* Given request *
Each entry in the listing below should be restated word for word.

* * * *

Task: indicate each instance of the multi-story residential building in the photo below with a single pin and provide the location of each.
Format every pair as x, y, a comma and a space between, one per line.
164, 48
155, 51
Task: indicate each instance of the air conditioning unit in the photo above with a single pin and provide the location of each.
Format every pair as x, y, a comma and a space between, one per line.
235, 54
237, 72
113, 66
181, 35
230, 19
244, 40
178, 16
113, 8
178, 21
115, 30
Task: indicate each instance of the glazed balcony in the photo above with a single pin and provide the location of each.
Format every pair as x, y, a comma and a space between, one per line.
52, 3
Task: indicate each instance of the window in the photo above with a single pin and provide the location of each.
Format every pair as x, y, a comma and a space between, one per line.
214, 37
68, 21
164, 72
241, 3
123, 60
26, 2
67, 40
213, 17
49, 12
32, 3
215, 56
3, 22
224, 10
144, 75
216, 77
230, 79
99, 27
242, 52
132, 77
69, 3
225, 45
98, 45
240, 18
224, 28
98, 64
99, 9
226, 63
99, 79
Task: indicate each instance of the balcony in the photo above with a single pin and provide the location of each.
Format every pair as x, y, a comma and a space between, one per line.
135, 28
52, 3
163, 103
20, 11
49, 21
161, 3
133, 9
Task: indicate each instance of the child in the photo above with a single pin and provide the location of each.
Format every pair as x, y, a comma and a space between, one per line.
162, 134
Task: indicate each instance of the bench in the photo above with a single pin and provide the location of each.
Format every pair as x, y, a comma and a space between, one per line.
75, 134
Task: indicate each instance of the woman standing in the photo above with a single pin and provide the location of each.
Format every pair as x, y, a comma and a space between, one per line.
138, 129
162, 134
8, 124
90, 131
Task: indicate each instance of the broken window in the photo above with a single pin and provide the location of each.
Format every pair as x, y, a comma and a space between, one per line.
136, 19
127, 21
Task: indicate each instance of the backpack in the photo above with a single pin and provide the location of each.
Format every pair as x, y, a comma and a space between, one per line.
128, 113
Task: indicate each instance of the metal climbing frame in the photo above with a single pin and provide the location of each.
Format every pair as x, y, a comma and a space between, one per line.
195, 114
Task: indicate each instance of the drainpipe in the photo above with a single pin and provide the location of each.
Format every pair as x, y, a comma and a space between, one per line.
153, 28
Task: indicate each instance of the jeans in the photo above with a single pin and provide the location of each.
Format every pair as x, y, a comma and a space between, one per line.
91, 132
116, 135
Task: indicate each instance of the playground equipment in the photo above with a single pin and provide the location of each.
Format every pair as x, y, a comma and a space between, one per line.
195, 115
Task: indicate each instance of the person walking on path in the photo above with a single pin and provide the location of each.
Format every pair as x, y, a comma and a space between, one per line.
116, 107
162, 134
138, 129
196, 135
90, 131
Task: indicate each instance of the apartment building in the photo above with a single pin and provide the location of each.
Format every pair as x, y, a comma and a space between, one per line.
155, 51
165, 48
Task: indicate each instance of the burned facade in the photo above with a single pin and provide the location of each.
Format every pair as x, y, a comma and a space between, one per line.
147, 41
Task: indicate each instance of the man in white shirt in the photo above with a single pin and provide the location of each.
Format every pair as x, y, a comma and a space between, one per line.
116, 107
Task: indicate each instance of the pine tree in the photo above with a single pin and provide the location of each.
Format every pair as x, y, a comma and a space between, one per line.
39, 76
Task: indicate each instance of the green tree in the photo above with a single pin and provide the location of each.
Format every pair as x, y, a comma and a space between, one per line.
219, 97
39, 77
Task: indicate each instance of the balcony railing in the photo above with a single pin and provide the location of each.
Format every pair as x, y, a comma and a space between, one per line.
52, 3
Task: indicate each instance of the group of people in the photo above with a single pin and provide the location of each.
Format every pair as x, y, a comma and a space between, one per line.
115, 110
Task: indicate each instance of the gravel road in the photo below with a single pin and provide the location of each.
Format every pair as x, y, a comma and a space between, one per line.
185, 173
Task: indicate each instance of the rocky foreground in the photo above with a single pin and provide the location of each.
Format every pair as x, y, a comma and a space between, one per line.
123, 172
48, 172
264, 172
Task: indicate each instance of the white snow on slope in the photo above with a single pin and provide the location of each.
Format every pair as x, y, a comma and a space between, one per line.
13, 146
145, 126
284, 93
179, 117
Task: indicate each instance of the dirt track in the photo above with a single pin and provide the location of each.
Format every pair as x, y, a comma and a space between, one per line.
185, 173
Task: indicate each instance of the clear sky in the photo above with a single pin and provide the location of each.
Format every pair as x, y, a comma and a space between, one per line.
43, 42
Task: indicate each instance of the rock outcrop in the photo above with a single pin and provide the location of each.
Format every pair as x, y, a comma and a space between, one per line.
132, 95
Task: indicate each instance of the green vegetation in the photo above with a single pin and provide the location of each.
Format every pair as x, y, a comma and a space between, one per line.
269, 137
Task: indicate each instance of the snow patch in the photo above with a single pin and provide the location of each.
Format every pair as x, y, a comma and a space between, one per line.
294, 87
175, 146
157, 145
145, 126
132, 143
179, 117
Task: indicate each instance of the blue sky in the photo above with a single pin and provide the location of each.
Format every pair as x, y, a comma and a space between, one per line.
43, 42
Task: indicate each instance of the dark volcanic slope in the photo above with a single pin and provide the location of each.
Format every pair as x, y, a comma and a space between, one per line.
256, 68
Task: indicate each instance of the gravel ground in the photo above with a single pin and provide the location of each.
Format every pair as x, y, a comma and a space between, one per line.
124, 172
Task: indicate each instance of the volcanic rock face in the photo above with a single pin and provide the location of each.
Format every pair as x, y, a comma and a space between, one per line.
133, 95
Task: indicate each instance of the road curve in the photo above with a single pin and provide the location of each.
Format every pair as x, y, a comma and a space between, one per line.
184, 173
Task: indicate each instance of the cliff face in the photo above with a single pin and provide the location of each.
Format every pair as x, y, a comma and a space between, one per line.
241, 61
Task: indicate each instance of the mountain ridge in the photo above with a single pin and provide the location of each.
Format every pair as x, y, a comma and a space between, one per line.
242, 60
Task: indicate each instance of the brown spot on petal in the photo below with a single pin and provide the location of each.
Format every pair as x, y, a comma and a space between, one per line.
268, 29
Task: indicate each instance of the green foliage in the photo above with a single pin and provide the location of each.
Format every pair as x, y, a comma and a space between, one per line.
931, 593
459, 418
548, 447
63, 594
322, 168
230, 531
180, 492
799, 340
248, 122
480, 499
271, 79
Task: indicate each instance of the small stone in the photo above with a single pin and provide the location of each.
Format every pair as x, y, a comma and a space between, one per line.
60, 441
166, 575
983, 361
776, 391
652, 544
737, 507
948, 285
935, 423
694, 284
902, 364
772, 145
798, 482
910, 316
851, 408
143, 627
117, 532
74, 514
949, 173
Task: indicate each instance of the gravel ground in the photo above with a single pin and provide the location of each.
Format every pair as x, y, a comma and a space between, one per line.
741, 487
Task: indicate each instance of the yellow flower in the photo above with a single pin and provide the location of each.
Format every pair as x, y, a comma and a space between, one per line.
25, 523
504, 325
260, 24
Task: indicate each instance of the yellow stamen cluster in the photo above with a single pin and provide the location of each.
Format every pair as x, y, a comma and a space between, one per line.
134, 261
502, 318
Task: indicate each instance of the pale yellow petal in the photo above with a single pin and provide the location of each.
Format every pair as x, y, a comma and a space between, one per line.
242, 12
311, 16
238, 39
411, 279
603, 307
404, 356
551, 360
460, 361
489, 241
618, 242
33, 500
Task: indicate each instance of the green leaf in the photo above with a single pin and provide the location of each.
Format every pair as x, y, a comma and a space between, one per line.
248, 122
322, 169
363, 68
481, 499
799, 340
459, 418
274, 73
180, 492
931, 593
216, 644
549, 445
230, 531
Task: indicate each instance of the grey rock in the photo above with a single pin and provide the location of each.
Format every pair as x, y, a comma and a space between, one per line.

* * * *

* Reply *
Task: indicate each instance of the multi-story residential building in the photo below with a single pin and provide the location of each.
Format every pair as x, y, a comma and a space between, one per line.
164, 48
155, 51
Task: indicate each instance of the air conditioning unit in the photo above with a single pin and provide the location of each.
Format every pair as x, y, a comma and a space between, one per line.
235, 54
237, 72
113, 66
181, 35
230, 19
244, 40
178, 16
113, 8
178, 21
115, 30
Task: indicate each instance of the glazed balcony in the photo above with a single pin and provide the location of each.
Format every pair as x, y, a comma and a space between, one per line.
52, 3
Task: indicate each instance of the window in the photo above with a single pin and provide the location of each.
Format every pair as x, y, a comma and a space between, one per line.
214, 37
68, 21
164, 72
241, 3
123, 60
26, 2
67, 40
213, 17
49, 12
32, 3
215, 56
3, 22
224, 10
144, 75
216, 77
230, 79
99, 27
242, 52
132, 77
69, 3
225, 45
98, 45
240, 18
224, 28
98, 64
99, 9
226, 63
99, 79
Task: indicate each instance of the balcony in the photo above with a single pin and provide the location of each.
Format every pair as x, y, a comma and a space between, one per line.
135, 28
52, 3
163, 103
20, 11
49, 21
161, 3
133, 9
Task: indicate each instance of the child in the photo above with a single pin and provide the location of each.
Format every pair as x, y, a comma and a space between, one per line.
162, 134
Task: indicate each instance of the bench in the photo above with a single pin and provide the location of each.
Format every pair as x, y, a comma and a space between, one per line.
75, 134
Task: indicate each instance of the woman standing in the photo above with a single pin and provide the location of each.
Format every pair as x, y, a comma and a space between, one per line.
138, 129
162, 134
8, 124
90, 131
Task: indicate each instance of the broken window in the photo above with a single pin and provide the location of each.
Format every pair as x, y, a comma and a space between, one per line.
136, 19
127, 21
Task: indicate each instance of the backpack in the photo above with a single pin and provide the location of each.
Format every pair as x, y, a comma and a space between, one per line.
128, 113
Task: indicate each instance of the metal climbing frame in the photo above with a single pin and provide the location of each.
Format every pair as x, y, a comma and a space between, one per line.
195, 114
Task: indicate each instance of the drainpipe in the photo above with a single pin and provide the location of each.
Format every pair as x, y, a comma and a space between, one per line.
153, 28
Task: indicate each instance of the jeans in the photo above with a single pin and provide the location of each.
Format every pair as x, y, a comma and a space between, one per line.
91, 132
116, 135
Task: indicate each instance of the playground equipment in the photo above with a single pin and provide the location of each.
Format every pair as x, y, a comma and a space between, one per line.
195, 115
Task: indicate each instance of the person walking on path in the photo above with a single pin and provide the location of each.
Format every pair as x, y, a comma and a space between, one per line.
116, 107
162, 134
138, 129
196, 135
90, 131
Task: indicate each instance of the apartment building in the photo above with a single pin and provide the location of each.
Format every pair as x, y, a comma and a space between, one per line.
155, 51
165, 48
Task: indicate each instance of the burned facade in the photo above with a single pin and provide the location of each.
Format every pair as x, y, a comma and a space between, one per line.
147, 41
Task: indicate each instance of the man in white shirt in the photo above with a single pin and provide the location of each.
Format every pair as x, y, a comma and a space between, one per line.
116, 107
Task: indicate each instance of the pine tree in the photo above with a single pin and provide the location of each.
Format every pair as x, y, a comma and a space between, one per line.
39, 76
Task: indicate each instance of the green tree in the photo above with a single pin and provide the location of each.
Format every pair as x, y, a comma and a space between, one per line.
219, 97
39, 77
Task: indicate each instance of the balcony railing in the photo above with a single pin and provide the location of each.
Format every pair as x, y, a comma and a space between, one per line.
52, 3
Task: indicate each instance of the group of people in the photo above with a single pin and provide the location of each.
Format every pair as x, y, a comma and a space between, one per line.
115, 110
Task: indicate each instance of the gravel road in the photo below with a single pin and provide the location of each.
Format every pair as x, y, a comma and a space between, one per line.
185, 173
Task: indicate each instance of the rocky foreground in the photo above with a single pin and provide the location of each.
Format every pair as x, y, a comma and a space between, one per line.
123, 172
48, 172
264, 172
Task: indicate each instance of the white snow on slope in the photo above with a single pin and provide the location of each.
Format every pair as x, y, a comma and a space between, one per line.
13, 146
145, 126
284, 93
179, 117
Task: indicate each instance of the dirt track in the photo above with a single pin and provide the location of each.
Format every pair as x, y, a comma and a space between, one per line.
185, 173
Task: indicate each instance of the clear sky in the photo above with a single pin and provide the location of each.
Format every pair as x, y, a comma and a space between, one per line.
43, 42
Task: indicate each instance of the rock outcrop in the photo above with a single pin and provide the location of each.
Format every pair as x, y, a comma and a space between, one per line.
132, 95
Task: indicate each instance of the green vegetation in the photo above with a single pin and provide the location of each.
Format every pair as x, y, a comma and a space between, one per line.
269, 137
Task: indicate each instance of the snow patch in the photo above with a single pin and provide the location of each.
Format every pair as x, y, a comma and a space between, one per line.
294, 87
175, 146
157, 145
145, 126
132, 143
179, 117
Task: indicate each instance of the blue sky in the photo above with a single pin and provide the location of each.
Format every pair as x, y, a comma and a space between, one per line.
43, 42
Task: indicate each instance of the dark volcanic slope in the photo above with a single pin and provide the location of each.
Format every pair as x, y, a comma and a space between, one per line.
256, 68
Task: indicate each instance of the gravel ground in the photo above with a single pin and provide the location of each.
Format every pair as x, y, a comma and a space between, one per line.
124, 172
Task: indicate each instance of the volcanic rock face in the photo above with a single pin and provide the location of each.
Format every pair as x, y, a comma and a space between, one per line.
133, 95
Task: indicate each instance of the road curve in the photo above with a single pin and provide the location of each.
Format every pair as x, y, a comma and a space between, one per line.
184, 173
Task: indicate each instance of the cliff face in the photo above with a single pin and provide the location of each.
Format every pair as x, y, a comma and a space between, one per line.
241, 61
Task: indicate each instance of the mountain ridge in the photo above with a single pin and provide the location of each.
Format every pair as x, y, a comma and a space between, one per line.
242, 60
Task: indicate each instance of the brown spot on petal in the photo below with a single pin and provide the location of each.
Format every pair as x, y, a comma and a space between, one per line.
268, 29
Task: indicate each instance of the green foliage in the photo above with a single pin and provide the location of each.
Format every pair as x, y, a comma and a space between, one per line.
931, 593
459, 418
548, 447
63, 594
322, 168
230, 531
180, 492
799, 340
248, 122
480, 499
271, 79
Task: indicate each instance of the small stone in the photo above with a single pin and provide the location of each.
Format every pair as x, y, a comma and a space between, one per line.
60, 441
166, 575
983, 361
776, 391
652, 544
737, 507
948, 285
935, 423
694, 284
902, 364
772, 145
798, 482
910, 316
851, 408
143, 627
117, 532
74, 514
949, 173
Task: indicate each instance of the gravel ground in the photo above with a single pin and provide the location of each.
Format every pair as x, y, a comma and a space between, one per line.
741, 487
Task: indicate each instance of the yellow flower in the photo above with a single pin and provide the location of each.
Format every pair as x, y, a comma and a space between, one per line.
25, 523
504, 325
260, 24
Task: indicate each instance of the yellow stamen cluster in the photo above with a single pin and provide the location of each.
Format every pair as x, y, a comma and a space between, one per line.
134, 261
502, 318
Task: indicate each instance of the pale yellow petal in the photo above with a single pin and provide the location of each.
Format every pair as x, y, a comma and a space between, one per line.
242, 12
311, 16
238, 39
411, 279
603, 307
404, 356
551, 360
460, 361
489, 241
618, 242
33, 500
Task: indicate each instance of the green leaf in the photo above with a single pin and provide the location of each.
Format every pair as x, y, a comma and a space between, one per line.
248, 122
322, 169
363, 68
481, 499
799, 340
459, 418
274, 73
180, 492
931, 593
216, 644
549, 445
230, 531
Task: indicate each instance of the grey rock in the photo above with a single pin and provide the location of each.
Format every pair as x, y, a comma and a space between, one per line.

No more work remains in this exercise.